### SUPPLIED MATERIAL
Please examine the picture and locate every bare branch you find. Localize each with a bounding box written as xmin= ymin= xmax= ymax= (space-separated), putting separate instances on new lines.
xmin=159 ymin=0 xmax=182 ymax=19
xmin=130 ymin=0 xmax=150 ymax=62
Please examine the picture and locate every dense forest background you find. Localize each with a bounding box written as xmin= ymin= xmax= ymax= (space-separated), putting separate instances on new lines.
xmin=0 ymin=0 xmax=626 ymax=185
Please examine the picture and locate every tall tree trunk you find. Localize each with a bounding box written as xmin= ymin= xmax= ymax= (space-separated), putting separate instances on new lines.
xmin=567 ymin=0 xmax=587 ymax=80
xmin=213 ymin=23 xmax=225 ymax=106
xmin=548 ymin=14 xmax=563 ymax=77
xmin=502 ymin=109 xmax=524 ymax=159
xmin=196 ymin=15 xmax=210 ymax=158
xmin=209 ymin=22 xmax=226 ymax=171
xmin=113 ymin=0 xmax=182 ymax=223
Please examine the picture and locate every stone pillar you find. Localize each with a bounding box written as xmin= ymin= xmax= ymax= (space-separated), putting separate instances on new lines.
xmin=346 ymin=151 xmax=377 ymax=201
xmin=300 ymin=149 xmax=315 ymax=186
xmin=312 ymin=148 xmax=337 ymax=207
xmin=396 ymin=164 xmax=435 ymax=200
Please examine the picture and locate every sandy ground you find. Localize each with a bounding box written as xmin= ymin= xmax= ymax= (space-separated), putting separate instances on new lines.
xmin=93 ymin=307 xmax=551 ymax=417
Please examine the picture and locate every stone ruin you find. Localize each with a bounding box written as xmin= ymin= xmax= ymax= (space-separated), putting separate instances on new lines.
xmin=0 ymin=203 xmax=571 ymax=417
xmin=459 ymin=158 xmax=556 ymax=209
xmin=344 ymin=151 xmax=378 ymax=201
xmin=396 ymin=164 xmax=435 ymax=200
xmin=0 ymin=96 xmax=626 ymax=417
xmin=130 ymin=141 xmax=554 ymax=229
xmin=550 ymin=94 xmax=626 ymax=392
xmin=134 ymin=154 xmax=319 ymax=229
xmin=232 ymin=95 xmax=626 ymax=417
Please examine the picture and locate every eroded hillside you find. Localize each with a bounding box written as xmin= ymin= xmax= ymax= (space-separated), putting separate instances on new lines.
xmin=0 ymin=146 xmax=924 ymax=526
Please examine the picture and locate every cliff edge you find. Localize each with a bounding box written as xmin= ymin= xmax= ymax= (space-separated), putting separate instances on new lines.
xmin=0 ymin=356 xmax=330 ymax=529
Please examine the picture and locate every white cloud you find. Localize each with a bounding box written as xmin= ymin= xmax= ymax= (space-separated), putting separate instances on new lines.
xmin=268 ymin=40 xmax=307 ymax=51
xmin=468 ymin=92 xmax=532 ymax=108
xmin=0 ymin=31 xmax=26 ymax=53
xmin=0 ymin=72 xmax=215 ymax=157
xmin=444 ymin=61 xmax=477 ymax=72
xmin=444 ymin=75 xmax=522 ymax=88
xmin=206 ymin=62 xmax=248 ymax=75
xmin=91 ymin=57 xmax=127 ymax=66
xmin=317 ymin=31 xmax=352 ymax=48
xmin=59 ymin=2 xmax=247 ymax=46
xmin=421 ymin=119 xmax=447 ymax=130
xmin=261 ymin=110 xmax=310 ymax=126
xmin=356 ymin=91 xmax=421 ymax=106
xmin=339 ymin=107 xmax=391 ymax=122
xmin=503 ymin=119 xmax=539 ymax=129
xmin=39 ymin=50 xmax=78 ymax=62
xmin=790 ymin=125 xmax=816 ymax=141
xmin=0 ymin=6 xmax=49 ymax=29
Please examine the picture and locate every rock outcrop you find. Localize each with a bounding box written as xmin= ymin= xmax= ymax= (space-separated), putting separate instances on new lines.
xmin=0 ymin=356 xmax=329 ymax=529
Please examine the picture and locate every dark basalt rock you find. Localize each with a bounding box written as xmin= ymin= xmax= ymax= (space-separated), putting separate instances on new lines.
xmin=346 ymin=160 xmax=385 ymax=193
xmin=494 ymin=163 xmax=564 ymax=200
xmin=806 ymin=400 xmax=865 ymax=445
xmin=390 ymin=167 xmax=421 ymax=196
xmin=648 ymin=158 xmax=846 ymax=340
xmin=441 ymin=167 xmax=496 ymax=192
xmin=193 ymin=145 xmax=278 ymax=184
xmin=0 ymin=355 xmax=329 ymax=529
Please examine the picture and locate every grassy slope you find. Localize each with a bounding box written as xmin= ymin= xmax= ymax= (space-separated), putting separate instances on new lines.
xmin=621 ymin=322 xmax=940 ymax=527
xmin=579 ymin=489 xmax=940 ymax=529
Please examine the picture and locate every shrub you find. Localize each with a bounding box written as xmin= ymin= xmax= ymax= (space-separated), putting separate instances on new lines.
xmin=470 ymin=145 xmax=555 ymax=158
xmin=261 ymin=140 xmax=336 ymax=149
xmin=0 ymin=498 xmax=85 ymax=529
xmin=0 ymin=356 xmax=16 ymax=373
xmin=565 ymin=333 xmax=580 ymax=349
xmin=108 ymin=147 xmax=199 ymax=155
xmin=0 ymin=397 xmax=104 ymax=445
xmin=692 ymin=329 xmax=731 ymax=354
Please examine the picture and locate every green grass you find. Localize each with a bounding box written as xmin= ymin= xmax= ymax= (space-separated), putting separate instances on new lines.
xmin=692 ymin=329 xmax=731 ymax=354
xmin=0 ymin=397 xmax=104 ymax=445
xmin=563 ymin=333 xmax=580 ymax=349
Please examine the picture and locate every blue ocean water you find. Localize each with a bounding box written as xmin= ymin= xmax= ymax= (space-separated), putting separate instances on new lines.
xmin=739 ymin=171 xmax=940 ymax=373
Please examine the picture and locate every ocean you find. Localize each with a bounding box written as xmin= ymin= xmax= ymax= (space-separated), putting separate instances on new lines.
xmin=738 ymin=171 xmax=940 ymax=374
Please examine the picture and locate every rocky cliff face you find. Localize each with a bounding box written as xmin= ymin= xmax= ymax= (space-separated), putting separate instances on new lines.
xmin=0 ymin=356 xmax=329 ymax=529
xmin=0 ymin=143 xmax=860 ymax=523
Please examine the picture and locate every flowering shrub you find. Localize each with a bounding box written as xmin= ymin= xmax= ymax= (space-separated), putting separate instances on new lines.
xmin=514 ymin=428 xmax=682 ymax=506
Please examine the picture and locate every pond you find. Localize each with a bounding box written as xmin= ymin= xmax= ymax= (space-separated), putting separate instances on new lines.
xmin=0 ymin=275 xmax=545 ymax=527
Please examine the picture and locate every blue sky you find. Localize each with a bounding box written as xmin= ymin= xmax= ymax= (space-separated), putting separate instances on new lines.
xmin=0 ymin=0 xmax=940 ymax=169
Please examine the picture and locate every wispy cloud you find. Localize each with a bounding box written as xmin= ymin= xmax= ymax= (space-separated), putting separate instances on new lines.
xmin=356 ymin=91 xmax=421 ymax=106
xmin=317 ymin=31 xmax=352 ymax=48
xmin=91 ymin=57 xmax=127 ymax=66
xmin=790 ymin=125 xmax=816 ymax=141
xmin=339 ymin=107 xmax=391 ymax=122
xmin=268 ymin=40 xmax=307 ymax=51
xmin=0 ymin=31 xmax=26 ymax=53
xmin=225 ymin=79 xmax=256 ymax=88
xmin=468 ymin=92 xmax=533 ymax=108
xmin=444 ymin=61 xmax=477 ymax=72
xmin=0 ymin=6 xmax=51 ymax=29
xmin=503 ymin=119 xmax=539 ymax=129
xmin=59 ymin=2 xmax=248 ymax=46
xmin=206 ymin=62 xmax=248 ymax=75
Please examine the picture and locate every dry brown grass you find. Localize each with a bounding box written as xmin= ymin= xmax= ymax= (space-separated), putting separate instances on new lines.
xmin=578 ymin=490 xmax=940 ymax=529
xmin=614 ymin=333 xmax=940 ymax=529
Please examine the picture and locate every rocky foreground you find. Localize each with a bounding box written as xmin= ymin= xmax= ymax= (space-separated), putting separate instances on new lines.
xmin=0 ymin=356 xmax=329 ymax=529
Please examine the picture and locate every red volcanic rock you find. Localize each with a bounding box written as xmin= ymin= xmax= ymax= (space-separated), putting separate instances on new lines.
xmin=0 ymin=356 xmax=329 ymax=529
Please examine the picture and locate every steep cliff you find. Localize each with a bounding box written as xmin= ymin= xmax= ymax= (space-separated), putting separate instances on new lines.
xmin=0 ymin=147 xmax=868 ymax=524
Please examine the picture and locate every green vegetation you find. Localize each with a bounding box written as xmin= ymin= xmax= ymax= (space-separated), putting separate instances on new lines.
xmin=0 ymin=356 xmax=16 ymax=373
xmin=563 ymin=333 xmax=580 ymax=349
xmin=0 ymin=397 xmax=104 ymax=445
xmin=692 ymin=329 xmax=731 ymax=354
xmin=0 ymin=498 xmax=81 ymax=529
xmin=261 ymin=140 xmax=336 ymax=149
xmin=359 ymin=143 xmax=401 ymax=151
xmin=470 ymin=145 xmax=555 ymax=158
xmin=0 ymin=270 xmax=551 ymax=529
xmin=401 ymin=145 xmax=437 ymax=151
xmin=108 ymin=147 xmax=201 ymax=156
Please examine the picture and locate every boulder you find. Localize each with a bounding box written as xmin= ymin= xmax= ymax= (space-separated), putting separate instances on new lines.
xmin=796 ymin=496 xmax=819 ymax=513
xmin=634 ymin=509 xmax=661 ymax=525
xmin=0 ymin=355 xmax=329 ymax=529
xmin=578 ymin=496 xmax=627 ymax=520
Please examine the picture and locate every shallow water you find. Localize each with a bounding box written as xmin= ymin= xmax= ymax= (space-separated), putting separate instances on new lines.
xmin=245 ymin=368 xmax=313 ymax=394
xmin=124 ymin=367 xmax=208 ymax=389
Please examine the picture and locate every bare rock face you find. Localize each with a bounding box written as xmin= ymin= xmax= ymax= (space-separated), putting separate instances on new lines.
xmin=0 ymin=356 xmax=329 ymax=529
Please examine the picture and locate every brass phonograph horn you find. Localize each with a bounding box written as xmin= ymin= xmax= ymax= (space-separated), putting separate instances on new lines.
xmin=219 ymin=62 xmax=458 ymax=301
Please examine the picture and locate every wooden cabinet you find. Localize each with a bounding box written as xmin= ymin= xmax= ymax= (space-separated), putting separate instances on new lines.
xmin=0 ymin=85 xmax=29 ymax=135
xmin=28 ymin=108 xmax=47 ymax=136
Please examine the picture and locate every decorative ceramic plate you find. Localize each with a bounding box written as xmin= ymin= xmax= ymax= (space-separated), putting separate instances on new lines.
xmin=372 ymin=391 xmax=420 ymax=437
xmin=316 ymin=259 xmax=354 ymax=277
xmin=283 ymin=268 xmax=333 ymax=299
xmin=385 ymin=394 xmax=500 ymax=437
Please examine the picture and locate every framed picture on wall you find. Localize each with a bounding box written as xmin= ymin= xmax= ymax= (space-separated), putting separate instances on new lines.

### TASK GOAL
Rescale the part of the listing that opens with the line containing "Please examine the picture and locate every green vegetation" and closes with the line containing "xmin=0 ymin=270 xmax=551 ymax=529": reproduce every line in it, multiplying each bounding-box coordinate by 0.95 and rounding to whole numbers with halves rounded up. Leave all other text and numbers unchanged.

### REPLY TO THE EXERCISE
Please examine the picture and locate every green vegetation you find. Localize each with a bounding box written as xmin= ymin= xmax= ymax= (space-separated), putting separate instances on new lines.
xmin=0 ymin=338 xmax=15 ymax=354
xmin=535 ymin=316 xmax=551 ymax=332
xmin=0 ymin=377 xmax=99 ymax=423
xmin=657 ymin=313 xmax=694 ymax=336
xmin=0 ymin=473 xmax=77 ymax=503
xmin=248 ymin=133 xmax=319 ymax=142
xmin=341 ymin=136 xmax=381 ymax=143
xmin=447 ymin=138 xmax=527 ymax=150
xmin=0 ymin=257 xmax=523 ymax=503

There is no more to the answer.